(Image outline annotation entries)

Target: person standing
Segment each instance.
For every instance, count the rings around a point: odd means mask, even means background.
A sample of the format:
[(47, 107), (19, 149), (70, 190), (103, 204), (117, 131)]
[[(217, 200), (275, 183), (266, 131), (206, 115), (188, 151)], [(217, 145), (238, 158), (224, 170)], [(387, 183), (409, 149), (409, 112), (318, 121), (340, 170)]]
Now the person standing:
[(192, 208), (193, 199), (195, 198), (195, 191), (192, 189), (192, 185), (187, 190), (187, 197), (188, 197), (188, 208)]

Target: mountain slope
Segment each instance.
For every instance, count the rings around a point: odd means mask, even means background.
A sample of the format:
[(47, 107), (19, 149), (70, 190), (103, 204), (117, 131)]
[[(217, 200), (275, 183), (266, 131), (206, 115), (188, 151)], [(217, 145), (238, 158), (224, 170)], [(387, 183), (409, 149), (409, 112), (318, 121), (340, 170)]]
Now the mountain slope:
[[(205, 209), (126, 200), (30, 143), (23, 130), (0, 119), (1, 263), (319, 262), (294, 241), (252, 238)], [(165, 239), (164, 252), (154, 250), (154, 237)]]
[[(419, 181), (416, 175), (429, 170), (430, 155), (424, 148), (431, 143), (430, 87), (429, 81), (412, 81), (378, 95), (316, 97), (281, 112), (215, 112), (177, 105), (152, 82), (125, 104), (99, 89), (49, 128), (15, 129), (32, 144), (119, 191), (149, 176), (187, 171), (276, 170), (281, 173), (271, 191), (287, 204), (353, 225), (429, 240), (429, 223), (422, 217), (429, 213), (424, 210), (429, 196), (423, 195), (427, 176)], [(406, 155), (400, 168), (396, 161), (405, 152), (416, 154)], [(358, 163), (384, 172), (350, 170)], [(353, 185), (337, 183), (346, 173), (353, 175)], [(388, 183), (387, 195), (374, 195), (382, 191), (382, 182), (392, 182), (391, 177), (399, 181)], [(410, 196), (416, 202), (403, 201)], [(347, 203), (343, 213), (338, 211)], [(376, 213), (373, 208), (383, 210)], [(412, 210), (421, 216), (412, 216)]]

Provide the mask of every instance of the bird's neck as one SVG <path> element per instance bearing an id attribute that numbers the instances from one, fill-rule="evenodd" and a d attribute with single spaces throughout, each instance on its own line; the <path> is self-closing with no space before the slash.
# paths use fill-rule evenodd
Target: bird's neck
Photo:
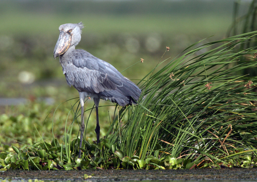
<path id="1" fill-rule="evenodd" d="M 70 53 L 72 51 L 74 51 L 75 50 L 75 45 L 73 45 L 70 47 L 70 48 L 69 48 L 69 49 L 67 50 L 67 51 L 65 52 L 64 54 L 60 56 L 60 58 L 61 58 L 61 59 L 65 59 L 66 57 L 68 58 L 69 56 L 69 55 L 70 54 Z"/>

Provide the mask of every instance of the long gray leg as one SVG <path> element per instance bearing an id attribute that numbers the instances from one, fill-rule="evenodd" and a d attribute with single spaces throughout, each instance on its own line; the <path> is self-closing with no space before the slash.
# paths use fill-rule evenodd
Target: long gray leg
<path id="1" fill-rule="evenodd" d="M 96 127 L 95 130 L 96 133 L 96 142 L 97 144 L 100 142 L 100 126 L 99 125 L 99 121 L 98 119 L 98 106 L 99 105 L 99 101 L 100 98 L 97 97 L 94 98 L 94 102 L 95 105 L 95 113 L 96 114 Z"/>
<path id="2" fill-rule="evenodd" d="M 82 147 L 82 140 L 83 140 L 83 134 L 85 130 L 85 124 L 84 123 L 84 101 L 85 97 L 83 96 L 84 94 L 83 93 L 79 93 L 79 97 L 80 100 L 80 104 L 81 105 L 81 123 L 80 125 L 80 140 L 79 142 L 79 148 Z M 78 150 L 78 158 L 80 158 L 81 155 L 81 150 Z"/>

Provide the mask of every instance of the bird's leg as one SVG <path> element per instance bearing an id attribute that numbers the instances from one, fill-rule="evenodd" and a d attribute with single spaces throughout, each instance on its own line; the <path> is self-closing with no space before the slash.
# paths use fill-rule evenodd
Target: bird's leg
<path id="1" fill-rule="evenodd" d="M 98 144 L 100 142 L 100 126 L 99 125 L 99 121 L 98 119 L 98 106 L 99 104 L 99 98 L 94 97 L 94 101 L 95 105 L 95 113 L 96 114 L 96 127 L 95 130 L 96 133 L 96 142 Z"/>
<path id="2" fill-rule="evenodd" d="M 82 140 L 83 140 L 83 134 L 85 130 L 85 124 L 84 123 L 84 103 L 81 103 L 81 124 L 80 126 L 80 140 L 79 142 L 79 148 L 82 147 Z M 78 158 L 80 158 L 81 155 L 81 150 L 78 150 Z"/>
<path id="3" fill-rule="evenodd" d="M 100 142 L 100 126 L 99 125 L 99 121 L 98 120 L 98 107 L 95 106 L 95 113 L 96 114 L 96 127 L 95 131 L 96 133 L 96 142 L 97 144 Z"/>

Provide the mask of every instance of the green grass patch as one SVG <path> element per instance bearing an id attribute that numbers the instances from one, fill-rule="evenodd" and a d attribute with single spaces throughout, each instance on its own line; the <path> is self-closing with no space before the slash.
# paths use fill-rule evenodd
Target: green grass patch
<path id="1" fill-rule="evenodd" d="M 42 137 L 22 149 L 12 146 L 13 151 L 0 154 L 0 168 L 257 167 L 253 90 L 257 78 L 238 74 L 243 69 L 257 66 L 254 58 L 256 47 L 239 49 L 255 41 L 256 35 L 255 31 L 209 42 L 202 43 L 206 42 L 203 40 L 174 59 L 161 58 L 139 83 L 142 93 L 138 104 L 117 106 L 108 113 L 108 129 L 104 137 L 98 145 L 84 140 L 81 158 L 78 158 L 79 132 L 74 132 L 80 121 L 76 100 L 65 115 L 58 108 L 51 116 L 52 126 L 56 114 L 67 122 L 62 140 L 55 138 L 53 130 L 49 142 Z M 85 139 L 94 109 L 86 108 Z"/>

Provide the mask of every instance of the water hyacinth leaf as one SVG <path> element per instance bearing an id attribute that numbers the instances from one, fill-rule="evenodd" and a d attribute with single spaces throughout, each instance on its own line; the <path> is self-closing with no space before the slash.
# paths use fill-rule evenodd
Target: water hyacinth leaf
<path id="1" fill-rule="evenodd" d="M 158 157 L 159 156 L 159 150 L 156 150 L 154 152 L 154 155 L 155 157 Z"/>
<path id="2" fill-rule="evenodd" d="M 35 157 L 35 153 L 33 152 L 28 152 L 28 155 L 30 156 Z"/>
<path id="3" fill-rule="evenodd" d="M 179 159 L 177 159 L 177 164 L 179 164 L 182 163 L 184 160 L 184 159 L 182 159 L 182 158 L 180 158 Z"/>
<path id="4" fill-rule="evenodd" d="M 189 162 L 186 164 L 185 166 L 185 168 L 187 169 L 189 169 L 191 168 L 195 164 L 192 162 Z"/>
<path id="5" fill-rule="evenodd" d="M 42 170 L 43 169 L 42 168 L 42 166 L 38 164 L 36 164 L 36 165 L 37 166 L 37 167 L 40 170 Z"/>
<path id="6" fill-rule="evenodd" d="M 97 147 L 99 150 L 102 150 L 103 148 L 103 144 L 101 142 L 98 143 Z"/>
<path id="7" fill-rule="evenodd" d="M 39 156 L 41 159 L 43 159 L 45 156 L 46 150 L 44 149 L 42 150 L 38 150 L 38 153 Z"/>
<path id="8" fill-rule="evenodd" d="M 112 153 L 114 153 L 115 152 L 115 151 L 117 150 L 117 149 L 116 148 L 116 146 L 117 146 L 116 144 L 113 144 L 112 146 Z"/>
<path id="9" fill-rule="evenodd" d="M 40 142 L 36 142 L 35 143 L 33 143 L 33 145 L 34 146 L 35 146 L 36 147 L 38 147 L 40 145 L 43 144 L 43 143 Z"/>
<path id="10" fill-rule="evenodd" d="M 85 161 L 85 160 L 82 160 L 81 161 L 81 163 L 83 164 L 83 165 L 84 167 L 88 167 L 88 165 L 89 165 L 89 163 L 90 163 L 90 160 L 87 160 L 87 161 Z"/>
<path id="11" fill-rule="evenodd" d="M 121 165 L 125 169 L 127 168 L 127 164 L 128 163 L 126 162 L 122 162 L 121 163 Z"/>
<path id="12" fill-rule="evenodd" d="M 22 163 L 23 164 L 23 168 L 25 170 L 28 169 L 28 160 L 26 160 Z"/>
<path id="13" fill-rule="evenodd" d="M 11 157 L 11 161 L 13 163 L 15 163 L 16 161 L 16 158 L 15 156 L 13 156 Z"/>
<path id="14" fill-rule="evenodd" d="M 54 167 L 54 165 L 52 162 L 52 161 L 51 160 L 47 160 L 47 163 L 48 164 L 47 166 L 47 168 L 49 170 L 52 168 Z"/>
<path id="15" fill-rule="evenodd" d="M 59 143 L 56 139 L 55 139 L 54 140 L 52 140 L 51 142 L 51 145 L 53 147 L 60 147 L 60 144 L 59 144 Z"/>
<path id="16" fill-rule="evenodd" d="M 58 157 L 55 153 L 51 153 L 49 154 L 49 158 L 51 159 L 55 160 L 57 159 Z"/>
<path id="17" fill-rule="evenodd" d="M 125 157 L 122 158 L 121 159 L 121 160 L 123 162 L 128 162 L 128 161 L 129 160 L 129 157 L 128 156 L 125 156 Z"/>
<path id="18" fill-rule="evenodd" d="M 7 154 L 6 153 L 0 153 L 0 158 L 2 159 L 5 159 L 7 156 Z"/>
<path id="19" fill-rule="evenodd" d="M 95 159 L 95 162 L 98 164 L 100 163 L 102 161 L 102 157 L 96 157 Z"/>
<path id="20" fill-rule="evenodd" d="M 76 139 L 75 139 L 72 140 L 71 144 L 71 147 L 72 147 L 73 148 L 74 148 L 75 147 L 75 146 L 77 143 L 77 140 Z"/>
<path id="21" fill-rule="evenodd" d="M 70 164 L 65 164 L 63 165 L 63 167 L 64 168 L 64 169 L 65 170 L 68 170 L 73 169 L 73 168 L 71 167 L 71 165 Z"/>
<path id="22" fill-rule="evenodd" d="M 78 158 L 75 161 L 75 162 L 77 164 L 80 163 L 82 160 L 82 159 L 80 158 Z"/>
<path id="23" fill-rule="evenodd" d="M 142 169 L 144 167 L 145 165 L 145 161 L 144 160 L 142 159 L 137 159 L 137 162 L 138 164 L 139 169 Z"/>
<path id="24" fill-rule="evenodd" d="M 124 155 L 124 153 L 123 153 L 123 152 L 120 150 L 118 150 L 115 151 L 114 152 L 114 154 L 118 157 L 121 160 L 122 159 L 125 155 Z"/>
<path id="25" fill-rule="evenodd" d="M 140 158 L 139 158 L 139 157 L 138 156 L 137 156 L 137 155 L 134 155 L 134 156 L 132 156 L 131 157 L 131 158 L 132 158 L 132 159 L 140 159 Z"/>
<path id="26" fill-rule="evenodd" d="M 52 152 L 52 151 L 56 151 L 57 150 L 57 148 L 55 147 L 52 147 L 52 148 L 49 149 L 49 150 L 47 151 L 47 152 Z"/>
<path id="27" fill-rule="evenodd" d="M 5 159 L 5 165 L 7 165 L 9 163 L 11 160 L 11 157 L 6 157 Z"/>
<path id="28" fill-rule="evenodd" d="M 57 163 L 61 167 L 62 167 L 62 166 L 63 165 L 63 163 L 60 160 L 58 160 L 57 162 Z"/>
<path id="29" fill-rule="evenodd" d="M 79 149 L 80 149 L 83 152 L 85 152 L 86 153 L 87 151 L 87 150 L 85 148 L 83 148 L 83 147 L 80 147 L 80 148 L 78 148 Z"/>
<path id="30" fill-rule="evenodd" d="M 111 148 L 110 147 L 110 145 L 106 142 L 102 142 L 102 143 L 106 148 L 108 149 Z"/>
<path id="31" fill-rule="evenodd" d="M 151 162 L 158 164 L 159 163 L 159 159 L 157 158 L 152 158 L 150 160 Z"/>
<path id="32" fill-rule="evenodd" d="M 17 160 L 16 161 L 16 162 L 15 162 L 15 164 L 16 165 L 18 165 L 22 161 L 22 160 L 21 159 L 19 159 L 19 160 Z"/>
<path id="33" fill-rule="evenodd" d="M 177 165 L 177 159 L 174 157 L 171 156 L 169 156 L 169 163 L 172 166 Z"/>
<path id="34" fill-rule="evenodd" d="M 18 154 L 20 153 L 20 150 L 15 146 L 12 146 L 12 148 L 17 154 Z"/>

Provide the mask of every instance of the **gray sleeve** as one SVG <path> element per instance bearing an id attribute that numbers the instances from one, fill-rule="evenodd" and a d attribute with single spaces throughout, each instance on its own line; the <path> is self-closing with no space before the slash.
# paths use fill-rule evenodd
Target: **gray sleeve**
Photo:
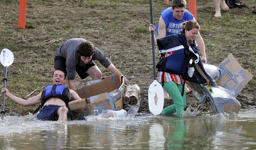
<path id="1" fill-rule="evenodd" d="M 76 66 L 77 60 L 70 56 L 68 55 L 66 61 L 67 76 L 68 80 L 74 80 L 76 77 Z"/>
<path id="2" fill-rule="evenodd" d="M 92 55 L 92 59 L 100 61 L 100 64 L 103 65 L 105 68 L 107 68 L 111 64 L 111 61 L 108 58 L 106 55 L 95 47 L 95 53 Z"/>

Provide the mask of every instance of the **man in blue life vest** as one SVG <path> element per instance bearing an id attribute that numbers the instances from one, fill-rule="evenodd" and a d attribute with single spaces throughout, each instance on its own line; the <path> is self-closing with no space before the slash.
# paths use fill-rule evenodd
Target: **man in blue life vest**
<path id="1" fill-rule="evenodd" d="M 74 91 L 64 85 L 66 77 L 65 71 L 61 69 L 55 70 L 52 74 L 53 84 L 27 100 L 12 95 L 5 88 L 2 88 L 1 92 L 2 93 L 5 92 L 6 96 L 23 107 L 41 103 L 42 109 L 37 116 L 39 120 L 66 121 L 70 113 L 67 108 L 68 103 L 70 100 L 82 98 Z"/>

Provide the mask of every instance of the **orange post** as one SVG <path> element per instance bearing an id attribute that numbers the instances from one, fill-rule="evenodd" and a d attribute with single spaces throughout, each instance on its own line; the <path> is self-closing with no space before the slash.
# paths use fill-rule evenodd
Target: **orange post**
<path id="1" fill-rule="evenodd" d="M 27 0 L 20 0 L 20 12 L 19 14 L 18 27 L 25 29 L 26 22 Z"/>
<path id="2" fill-rule="evenodd" d="M 193 15 L 196 20 L 196 0 L 188 0 L 188 11 Z"/>

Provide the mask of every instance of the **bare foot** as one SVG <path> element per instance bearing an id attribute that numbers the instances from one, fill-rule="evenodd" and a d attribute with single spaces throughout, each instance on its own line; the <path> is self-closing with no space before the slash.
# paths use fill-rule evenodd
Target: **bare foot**
<path id="1" fill-rule="evenodd" d="M 228 10 L 228 9 L 229 9 L 229 8 L 228 7 L 228 6 L 227 5 L 226 3 L 225 3 L 225 1 L 224 0 L 220 0 L 220 4 L 221 4 L 221 8 L 222 8 L 222 9 L 223 9 L 223 10 L 227 11 Z"/>

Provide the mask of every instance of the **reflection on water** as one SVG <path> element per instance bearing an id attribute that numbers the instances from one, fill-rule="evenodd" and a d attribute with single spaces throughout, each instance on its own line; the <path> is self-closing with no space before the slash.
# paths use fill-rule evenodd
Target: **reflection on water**
<path id="1" fill-rule="evenodd" d="M 184 117 L 140 114 L 67 122 L 5 116 L 0 120 L 0 148 L 256 149 L 255 110 L 237 116 L 186 113 Z"/>

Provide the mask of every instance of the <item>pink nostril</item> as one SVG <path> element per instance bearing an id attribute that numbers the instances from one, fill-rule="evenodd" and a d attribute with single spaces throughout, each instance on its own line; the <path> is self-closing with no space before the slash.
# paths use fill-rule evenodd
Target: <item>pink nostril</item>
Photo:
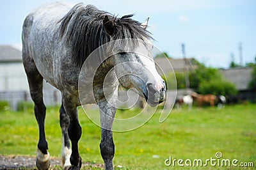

[The exercise]: Copy out character for character the part of the material that opens with the line containing "Provide the mask of every instance of the bird's leg" and closes with the line containing "121 L 98 120", including both of those lines.

[Finished answer]:
Provide the mask of every instance of the bird's leg as one SVG <path> element per instance bearing an id attribute that numbers the instances from one, fill-rule="evenodd" and a d attribute with single spaces throughout, each instance on its own line; the <path> is self-closing with no space before the slash.
# paths use fill-rule evenodd
Target: bird's leg
<path id="1" fill-rule="evenodd" d="M 98 144 L 100 142 L 100 126 L 99 125 L 99 121 L 98 119 L 98 106 L 99 104 L 99 98 L 94 97 L 94 101 L 95 105 L 95 113 L 96 114 L 96 127 L 95 130 L 96 133 L 96 142 Z"/>
<path id="2" fill-rule="evenodd" d="M 82 140 L 83 140 L 83 134 L 85 130 L 85 124 L 84 123 L 84 103 L 81 103 L 81 124 L 80 126 L 80 140 L 79 142 L 79 148 L 82 147 Z M 78 158 L 80 158 L 81 155 L 81 150 L 78 150 Z"/>
<path id="3" fill-rule="evenodd" d="M 100 142 L 100 126 L 99 125 L 99 121 L 98 120 L 98 107 L 95 106 L 95 113 L 96 114 L 96 127 L 95 131 L 96 133 L 96 142 L 97 144 Z"/>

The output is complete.